[WHAT YOU SHOULD DO] Copy out each line of the data holding "then".

[RECORDS SHOWN]
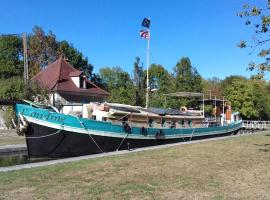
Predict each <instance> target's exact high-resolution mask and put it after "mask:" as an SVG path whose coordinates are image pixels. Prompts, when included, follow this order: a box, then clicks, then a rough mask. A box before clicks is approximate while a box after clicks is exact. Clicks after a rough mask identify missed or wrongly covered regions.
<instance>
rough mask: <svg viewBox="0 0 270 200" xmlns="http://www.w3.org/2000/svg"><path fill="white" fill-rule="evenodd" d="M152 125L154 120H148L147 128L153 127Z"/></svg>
mask: <svg viewBox="0 0 270 200" xmlns="http://www.w3.org/2000/svg"><path fill="white" fill-rule="evenodd" d="M153 125H154V120H152V119H149V120H148V126H149V127H153Z"/></svg>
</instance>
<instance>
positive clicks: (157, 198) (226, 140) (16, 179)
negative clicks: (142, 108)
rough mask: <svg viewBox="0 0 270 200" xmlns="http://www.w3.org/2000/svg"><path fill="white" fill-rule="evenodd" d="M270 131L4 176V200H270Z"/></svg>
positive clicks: (0, 189) (77, 163) (86, 160)
mask: <svg viewBox="0 0 270 200" xmlns="http://www.w3.org/2000/svg"><path fill="white" fill-rule="evenodd" d="M269 144H270V133H269V132H266V133H263V134H254V135H249V136H243V137H235V138H228V139H224V140H217V141H209V142H204V143H195V144H189V145H181V146H174V147H169V148H163V149H156V150H151V151H145V152H137V153H131V154H125V155H118V156H111V157H106V158H96V159H91V160H82V161H76V162H72V163H65V164H58V165H55V166H46V167H40V168H35V169H24V170H20V171H15V172H8V173H0V180H1V182H0V198H7V199H8V198H11V199H12V198H15V197H16V198H19V199H24V198H30V199H32V198H34V199H35V198H41V199H44V198H45V199H51V198H54V199H73V198H79V199H85V198H90V199H235V198H237V199H270V192H269V189H268V188H269V187H270V181H269V180H270V173H269V167H270V164H269V163H270V162H269V161H270V145H269Z"/></svg>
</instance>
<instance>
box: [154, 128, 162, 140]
mask: <svg viewBox="0 0 270 200" xmlns="http://www.w3.org/2000/svg"><path fill="white" fill-rule="evenodd" d="M155 136H156V138H157V139H160V137H162V136H163V132H162V130H161V129H159V130H158V131H157V132H156V135H155Z"/></svg>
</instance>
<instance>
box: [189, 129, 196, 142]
mask: <svg viewBox="0 0 270 200" xmlns="http://www.w3.org/2000/svg"><path fill="white" fill-rule="evenodd" d="M194 131H195V127H193V130H192V134H191V137H190V138H189V141H191V140H192V137H193V134H194Z"/></svg>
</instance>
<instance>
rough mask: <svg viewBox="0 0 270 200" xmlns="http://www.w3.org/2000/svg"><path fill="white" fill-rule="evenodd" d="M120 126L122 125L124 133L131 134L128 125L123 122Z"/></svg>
mask: <svg viewBox="0 0 270 200" xmlns="http://www.w3.org/2000/svg"><path fill="white" fill-rule="evenodd" d="M122 124H123V129H124V131H125V132H127V133H131V128H130V126H129V125H128V123H127V122H125V121H123V122H122Z"/></svg>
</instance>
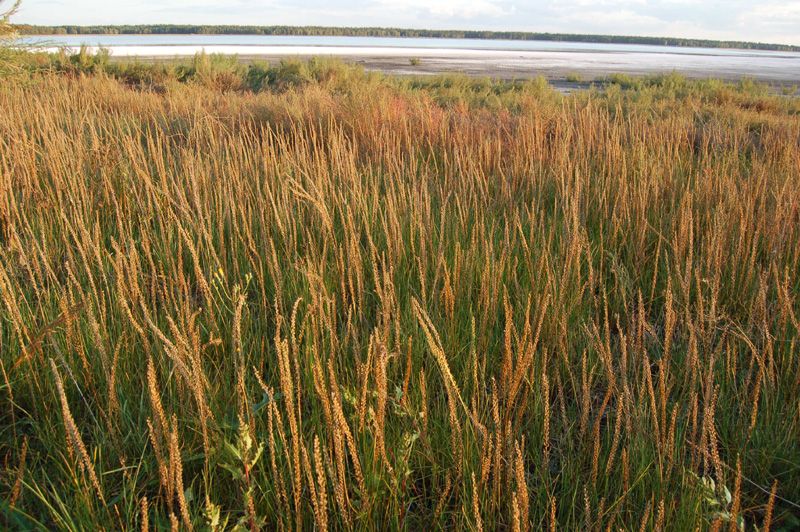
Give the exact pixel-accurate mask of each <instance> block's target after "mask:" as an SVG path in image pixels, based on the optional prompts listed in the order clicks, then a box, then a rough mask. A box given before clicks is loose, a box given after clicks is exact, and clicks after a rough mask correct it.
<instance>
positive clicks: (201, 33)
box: [17, 24, 800, 52]
mask: <svg viewBox="0 0 800 532" xmlns="http://www.w3.org/2000/svg"><path fill="white" fill-rule="evenodd" d="M17 30H18V31H19V33H20V34H22V35H100V34H108V35H167V34H178V35H326V36H347V37H431V38H444V39H509V40H519V41H563V42H592V43H613V44H651V45H663V46H689V47H700V48H743V49H752V50H778V51H791V52H798V51H800V46H790V45H787V44H768V43H760V42H741V41H714V40H708V39H678V38H673V37H637V36H625V35H579V34H571V33H528V32H521V31H465V30H414V29H400V28H332V27H324V26H193V25H180V24H147V25H126V26H30V25H18V26H17Z"/></svg>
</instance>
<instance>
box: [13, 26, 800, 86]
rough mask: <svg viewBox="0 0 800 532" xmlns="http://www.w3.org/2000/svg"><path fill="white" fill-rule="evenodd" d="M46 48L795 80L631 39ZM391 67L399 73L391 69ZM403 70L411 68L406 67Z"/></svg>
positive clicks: (158, 54)
mask: <svg viewBox="0 0 800 532" xmlns="http://www.w3.org/2000/svg"><path fill="white" fill-rule="evenodd" d="M28 40H29V41H30V42H40V43H41V42H47V43H49V44H51V45H52V46H67V47H70V48H78V47H80V46H81V45H82V44H86V45H87V46H89V47H91V48H96V47H97V46H103V47H106V48H108V49H109V50H110V51H111V53H112V54H113V55H114V56H118V57H119V56H143V57H174V56H187V55H193V54H195V53H197V52H200V51H202V50H205V51H206V52H207V53H221V54H239V55H240V56H248V57H249V56H259V55H260V56H267V57H276V56H310V55H318V56H341V57H347V58H350V59H355V60H358V58H362V57H363V58H381V57H384V58H411V57H418V58H424V59H425V60H426V64H427V66H428V67H429V68H428V70H427V71H426V70H425V69H423V72H424V73H431V72H430V68H431V67H432V66H435V65H437V64H439V65H440V66H441V67H442V70H453V69H462V70H464V71H467V72H470V71H475V72H478V71H481V70H486V69H487V68H489V69H491V68H496V69H497V71H498V72H500V71H502V72H519V73H520V75H530V74H535V73H536V72H542V73H545V74H548V73H549V74H552V73H554V72H567V71H574V72H577V73H579V74H580V73H591V74H593V75H597V74H605V73H611V72H625V73H630V74H646V73H652V72H669V71H672V70H675V71H677V72H680V73H682V74H685V75H687V76H690V77H693V78H706V77H719V78H725V79H739V78H742V77H744V76H751V77H753V78H755V79H757V80H763V81H770V82H778V83H797V82H798V81H800V53H796V52H773V51H764V50H737V49H720V48H689V47H671V46H651V45H637V44H603V43H569V42H554V41H518V40H488V39H486V40H484V39H432V38H398V37H332V36H273V35H269V36H262V35H56V36H47V37H31V38H28ZM395 70H396V71H401V70H398V69H395ZM402 71H407V72H412V71H414V69H411V68H406V69H402Z"/></svg>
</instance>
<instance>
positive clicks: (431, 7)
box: [378, 0, 515, 20]
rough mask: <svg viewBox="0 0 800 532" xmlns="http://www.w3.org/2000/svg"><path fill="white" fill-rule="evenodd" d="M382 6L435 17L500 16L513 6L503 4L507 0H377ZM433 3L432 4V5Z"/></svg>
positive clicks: (446, 18) (390, 9) (510, 9)
mask: <svg viewBox="0 0 800 532" xmlns="http://www.w3.org/2000/svg"><path fill="white" fill-rule="evenodd" d="M378 3H379V4H380V5H381V6H383V7H384V8H387V9H390V10H393V11H396V12H405V13H411V12H414V13H416V14H418V15H422V16H425V15H427V16H430V17H432V18H437V19H444V20H447V19H454V18H463V19H473V18H475V17H483V16H489V17H502V16H505V15H509V14H511V13H513V12H514V10H515V9H514V6H504V4H508V3H509V2H504V1H496V0H466V1H459V0H439V1H437V2H431V1H425V0H407V1H403V0H379V1H378ZM432 4H433V5H432Z"/></svg>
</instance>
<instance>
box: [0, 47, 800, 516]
mask: <svg viewBox="0 0 800 532" xmlns="http://www.w3.org/2000/svg"><path fill="white" fill-rule="evenodd" d="M84 59H85V61H86V64H85V65H84V66H81V65H82V64H83V63H80V62H79V61H77V60H76V62H69V64H70V65H72V66H71V67H70V66H69V65H68V64H67V63H68V62H67V61H62V60H61V59H59V58H47V59H46V61H49V62H50V63H48V64H50V68H51V71H50V72H49V73H47V74H42V73H41V72H39V73H36V72H33V73H31V74H30V75H29V77H28V78H27V81H26V82H25V83H17V82H13V83H11V82H9V83H0V362H1V364H0V369H2V372H3V380H2V382H0V425H1V426H3V427H4V429H3V430H2V431H0V460H2V461H3V464H4V468H3V471H2V472H0V514H2V515H3V517H0V527H5V529H9V530H89V529H90V530H102V529H105V530H133V529H140V530H148V529H150V530H162V529H172V530H193V529H196V530H219V531H222V530H232V529H234V528H235V527H237V526H238V527H239V529H246V530H284V531H290V530H303V529H305V530H312V529H323V530H374V529H382V530H422V529H455V530H490V529H491V530H508V529H512V530H520V531H524V530H539V529H545V528H546V529H549V530H556V529H559V530H578V529H586V530H609V529H610V530H619V529H622V530H643V531H647V530H652V531H654V530H690V529H691V530H693V529H696V528H697V527H700V529H716V530H722V529H734V528H735V527H736V526H738V523H739V522H743V523H745V524H746V526H747V529H748V530H749V529H750V528H752V526H753V525H754V524H755V525H757V526H758V527H759V529H762V527H763V528H765V529H769V528H771V529H772V530H778V529H781V527H784V529H788V528H787V527H791V526H793V525H792V523H795V522H796V521H795V519H797V518H798V517H800V511H799V510H800V508H798V506H797V501H800V482H795V481H794V480H796V474H794V473H792V472H791V471H787V465H786V464H793V463H794V464H796V463H800V393H798V391H799V390H800V377H798V375H800V358H798V350H797V348H796V345H797V339H798V326H799V325H800V321H799V320H798V316H800V277H798V273H797V272H800V144H798V139H800V100H798V99H796V98H787V97H783V96H780V95H773V94H771V93H770V92H769V91H768V90H765V89H764V88H763V87H759V86H757V85H752V84H748V83H743V84H739V85H733V84H724V83H721V82H710V81H709V82H689V81H687V80H683V79H680V78H677V77H670V78H669V79H666V78H663V77H662V78H658V77H651V78H643V79H641V80H623V81H625V83H627V84H629V85H630V86H631V88H630V90H625V91H622V90H619V87H618V86H614V85H613V84H609V85H607V86H606V87H605V88H604V89H602V90H599V89H592V90H589V91H583V92H575V93H573V94H571V95H569V96H562V95H560V94H558V93H556V92H554V91H552V90H550V89H549V88H548V87H547V86H546V84H544V85H543V84H542V82H540V81H529V82H515V83H510V82H500V81H487V80H472V79H469V78H465V77H458V76H443V77H438V78H434V79H400V78H386V77H382V76H379V75H376V74H370V73H366V72H364V71H362V70H359V69H357V68H355V67H348V66H346V65H343V64H341V63H337V62H333V61H327V60H316V61H312V62H308V63H302V62H287V63H285V64H283V65H272V66H270V65H255V66H252V67H247V66H238V65H234V64H232V63H230V62H227V63H226V62H225V61H222V60H221V59H219V58H206V59H203V58H197V59H196V61H195V63H194V64H192V65H188V64H185V65H183V66H180V65H172V66H170V65H167V64H164V65H151V66H147V65H145V66H135V68H134V66H132V65H128V66H125V67H123V66H122V65H120V64H116V65H115V66H114V65H112V66H109V65H105V66H103V65H104V64H102V63H98V62H97V61H94V60H91V61H90V58H84ZM92 61H94V63H96V64H95V66H93V67H91V68H89V66H86V65H88V64H89V63H91V62H92ZM255 68H257V69H260V70H259V71H258V72H256V71H254V70H248V69H255ZM145 74H146V76H145ZM256 74H258V75H256ZM134 75H136V76H139V78H137V79H139V81H136V80H134ZM248 76H249V77H248ZM259 76H260V77H259ZM617 81H620V80H617ZM62 377H63V378H62ZM65 435H66V437H65ZM262 449H263V451H264V455H263V458H262V459H260V460H259V457H260V456H261V450H262ZM709 490H710V491H709ZM726 493H731V494H733V495H732V496H730V500H727V502H726V495H725V494H726ZM710 501H718V505H720V504H721V505H722V506H724V508H723V509H722V514H720V513H719V512H720V509H719V507H718V505H716V506H715V505H712V504H711V502H710ZM720 515H723V517H724V516H728V517H730V519H728V520H725V518H723V517H719V516H720Z"/></svg>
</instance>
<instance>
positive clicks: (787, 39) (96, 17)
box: [4, 0, 800, 45]
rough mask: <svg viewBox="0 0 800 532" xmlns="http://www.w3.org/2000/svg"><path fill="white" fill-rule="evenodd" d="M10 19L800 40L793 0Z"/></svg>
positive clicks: (183, 6) (374, 3)
mask: <svg viewBox="0 0 800 532" xmlns="http://www.w3.org/2000/svg"><path fill="white" fill-rule="evenodd" d="M9 3H10V1H6V2H4V4H9ZM12 22H16V23H19V24H23V23H27V24H43V25H61V24H79V25H92V24H248V25H250V24H253V25H265V26H271V25H293V26H305V25H315V26H382V27H394V28H420V29H422V28H424V29H466V30H475V29H477V30H495V31H503V30H512V31H531V32H554V33H595V34H614V35H648V36H660V37H685V38H701V39H721V40H739V41H760V42H769V43H782V44H794V45H800V0H764V1H758V0H756V1H752V0H750V1H743V0H727V1H721V0H709V1H700V2H698V1H697V0H338V1H325V0H138V1H123V0H22V5H21V7H20V11H19V13H18V14H17V15H16V16H15V17H14V18H13V19H12Z"/></svg>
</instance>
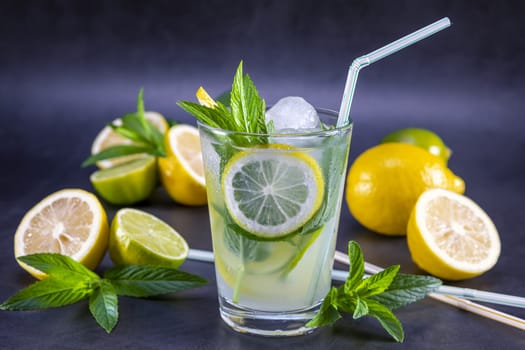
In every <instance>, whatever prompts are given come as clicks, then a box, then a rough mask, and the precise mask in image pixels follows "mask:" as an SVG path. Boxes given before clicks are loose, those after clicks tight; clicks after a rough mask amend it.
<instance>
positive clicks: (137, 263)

[THE COMPLETED TASK]
Predict each <instance> target's exact high-resolution mask and put it after "mask:" as an SVG path whose coordinates are image pixels. Prompts, when included, follow this order: a box, then clicks, then a rough mask. A box before clicks is approximate while a box after clicks is exact. Clicks after a rough mask identify missed or wrongly covered regions.
Give the exact pixel-accurate mask of each <instance> block's target after "mask:" as an SVG path in image pixels, based on the optional prompts listed in the order clicks, then a box, then a rough mask. A box given before clicks is loose, a box given after clicks is exact, and clicks after a rough mask correct it.
In every <instance>, whatever prompts are given come as clicks, then a box, then a rough mask, and the precise mask in image pixels follows "mask:" as an SVG path. Boxes given before clicks are loose, those after clicks tight; clicks after a rough mask amend it.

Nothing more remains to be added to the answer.